La consigne:
Réécrivez l'extrait sur les Cahiers de Douai en commençant par « Tableau de 3 lignes, 2 » et en allant jusqu'à « sur la copie. », avec « rébellion » à la place de « révolte ».

C’est un adolescent à l’étroit dans son univers familial, scolaire, social, conscient des enjeux politiques de son époque, qui écrit les poèmes qui composent les Cahiers de Douai. On peut se demander comment Rimbaud se libère de tous ces liens dans son écriture poétique.

Construire le plan

Tableau de 3 lignes, 2 colonnes ;Corps du tableau de 3 lignes ;Ligne 1 : 1. Comment se défaire des modèles littéraires ?; Demandez-vous quels sont les poèmes qui s’apparentent à des formes poétiques déjà vues.Comment Rimbaud y appose-t-il sa marque ?; Ligne 2 : 2. Les thématiques du refus; Recensez les poèmes dans lesquels Rimbaud exprime une révolte et demandez-vous contre quoi elle s’exerce.De quelles manières exprime-t-il sa révolte ?; Ligne 3 : 3. Une liberté créatrice; Intéressez-vous aux poèmes qui chantent la liberté.Montrez quelles libertés Rimbaud prend avec la langue et les règles de versification.;

Les titres en couleur ou entre crochets ne doivent pas figurer sur la copie.

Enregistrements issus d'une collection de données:
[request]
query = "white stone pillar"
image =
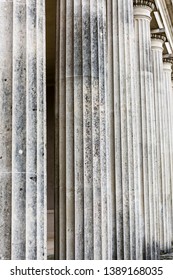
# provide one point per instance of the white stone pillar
(145, 127)
(6, 27)
(23, 109)
(167, 134)
(157, 60)
(80, 90)
(120, 121)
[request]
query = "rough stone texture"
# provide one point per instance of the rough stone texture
(157, 59)
(82, 194)
(120, 112)
(5, 126)
(167, 152)
(145, 130)
(23, 148)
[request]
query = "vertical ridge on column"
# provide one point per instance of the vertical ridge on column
(167, 90)
(95, 129)
(157, 49)
(6, 27)
(146, 130)
(120, 129)
(87, 133)
(78, 132)
(31, 132)
(103, 151)
(110, 138)
(41, 134)
(56, 138)
(62, 132)
(19, 131)
(82, 138)
(117, 135)
(70, 183)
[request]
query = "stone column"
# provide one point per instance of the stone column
(157, 60)
(23, 106)
(80, 89)
(6, 27)
(121, 138)
(167, 135)
(145, 127)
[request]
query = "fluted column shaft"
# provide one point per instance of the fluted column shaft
(6, 12)
(167, 137)
(120, 121)
(157, 60)
(145, 128)
(80, 97)
(26, 103)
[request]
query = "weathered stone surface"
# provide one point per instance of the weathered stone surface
(82, 195)
(157, 60)
(145, 129)
(167, 137)
(120, 142)
(6, 12)
(22, 130)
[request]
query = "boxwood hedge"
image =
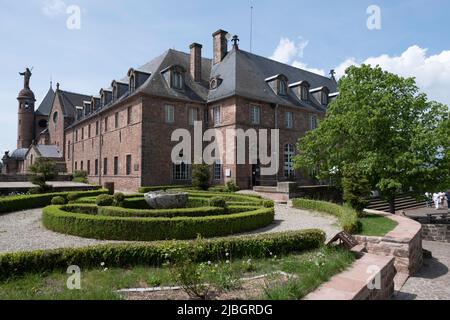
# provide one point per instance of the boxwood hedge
(25, 202)
(348, 218)
(150, 229)
(157, 253)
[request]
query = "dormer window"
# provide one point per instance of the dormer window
(282, 90)
(132, 83)
(301, 90)
(174, 76)
(177, 80)
(278, 84)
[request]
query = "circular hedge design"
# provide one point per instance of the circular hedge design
(131, 223)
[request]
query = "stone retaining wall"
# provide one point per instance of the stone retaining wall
(404, 243)
(370, 278)
(436, 232)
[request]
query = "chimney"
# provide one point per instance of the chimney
(220, 46)
(196, 61)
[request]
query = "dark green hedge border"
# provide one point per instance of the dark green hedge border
(348, 217)
(151, 229)
(169, 213)
(25, 202)
(157, 253)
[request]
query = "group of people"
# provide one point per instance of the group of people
(440, 200)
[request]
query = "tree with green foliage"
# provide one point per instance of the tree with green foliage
(201, 176)
(381, 124)
(43, 170)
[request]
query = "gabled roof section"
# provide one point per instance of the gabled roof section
(156, 85)
(70, 100)
(45, 107)
(245, 74)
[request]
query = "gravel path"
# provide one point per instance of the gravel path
(433, 281)
(23, 231)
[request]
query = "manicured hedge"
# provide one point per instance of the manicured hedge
(348, 218)
(157, 253)
(25, 202)
(150, 229)
(160, 188)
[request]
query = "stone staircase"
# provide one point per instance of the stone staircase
(402, 202)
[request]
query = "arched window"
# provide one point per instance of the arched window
(283, 87)
(289, 152)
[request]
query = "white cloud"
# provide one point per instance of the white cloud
(53, 8)
(304, 66)
(432, 72)
(289, 52)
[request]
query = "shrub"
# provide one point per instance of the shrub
(218, 202)
(58, 200)
(157, 253)
(231, 187)
(201, 176)
(268, 204)
(160, 188)
(356, 188)
(150, 229)
(118, 199)
(80, 176)
(25, 202)
(348, 217)
(104, 200)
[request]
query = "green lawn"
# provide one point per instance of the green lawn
(376, 226)
(312, 268)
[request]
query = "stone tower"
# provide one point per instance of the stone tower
(25, 132)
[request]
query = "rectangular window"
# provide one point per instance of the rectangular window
(170, 114)
(181, 172)
(96, 167)
(255, 114)
(313, 122)
(105, 166)
(116, 166)
(129, 114)
(116, 120)
(217, 116)
(128, 164)
(193, 116)
(289, 120)
(68, 150)
(217, 171)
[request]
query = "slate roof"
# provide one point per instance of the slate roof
(48, 151)
(70, 100)
(45, 107)
(19, 154)
(242, 73)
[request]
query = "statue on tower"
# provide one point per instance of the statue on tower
(26, 78)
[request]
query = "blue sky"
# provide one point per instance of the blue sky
(116, 35)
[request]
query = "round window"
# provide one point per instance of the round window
(42, 123)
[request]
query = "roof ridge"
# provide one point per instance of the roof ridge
(282, 63)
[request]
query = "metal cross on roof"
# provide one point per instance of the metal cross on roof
(235, 40)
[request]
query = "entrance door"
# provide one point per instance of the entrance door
(256, 175)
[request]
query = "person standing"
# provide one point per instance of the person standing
(436, 200)
(447, 195)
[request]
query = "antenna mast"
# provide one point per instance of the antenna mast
(251, 26)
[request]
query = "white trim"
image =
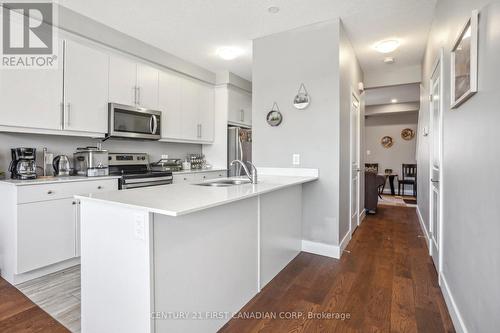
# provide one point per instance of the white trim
(424, 229)
(345, 241)
(322, 249)
(327, 250)
(362, 216)
(456, 317)
(293, 172)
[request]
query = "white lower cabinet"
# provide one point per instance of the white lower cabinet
(46, 233)
(40, 225)
(198, 176)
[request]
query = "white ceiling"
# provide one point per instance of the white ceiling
(193, 29)
(403, 93)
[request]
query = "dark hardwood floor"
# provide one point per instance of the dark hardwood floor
(20, 315)
(385, 283)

Travail terminé:
Tableau de 3 lignes, 2 colonnes ;Corps du tableau de 3 lignes ;Ligne 1 : 1. Comment se défaire des modèles littéraires ?; Demandez-vous quels sont les poèmes qui s’apparentent à des formes poétiques déjà vues.Comment Rimbaud y appose-t-il sa marque ?; Ligne 2 : 2. Les thématiques du refus; Recensez les poèmes dans lesquels Rimbaud exprime une rébellion et demandez-vous contre quoi elle s’exerce.De quelles manières exprime-t-il sa rébellion ?; Ligne 3 : 3. Une liberté créatrice; Intéressez-vous aux poèmes qui chantent la liberté.Montrez quelles libertés Rimbaud prend avec la langue et les règles de versification.;

Les titres en couleur ou entre crochets ne doivent pas figurer sur la copie.